* Begin *
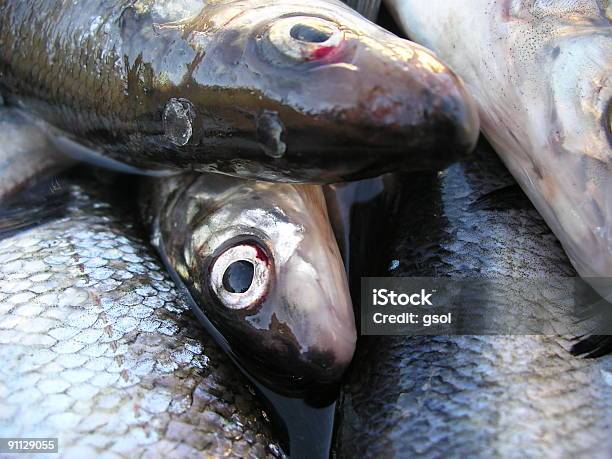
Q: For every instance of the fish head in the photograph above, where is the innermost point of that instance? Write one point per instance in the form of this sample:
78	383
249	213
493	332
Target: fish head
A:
316	89
262	263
* End *
Job: Rewrite every line of the records above, leaving out the pictures. Multiply each answer coordinate by 1.2 and round it to the nearest whole number, with halves rounding up. Keep all other numbers, including the sample points, unchanged.

Full answer:
Q: For every instance of the fish head in the photograph above, where is the innermost point of that instance? Write one point per instance in the form of this sample:
78	383
249	213
493	332
Target: fish head
A:
379	107
314	316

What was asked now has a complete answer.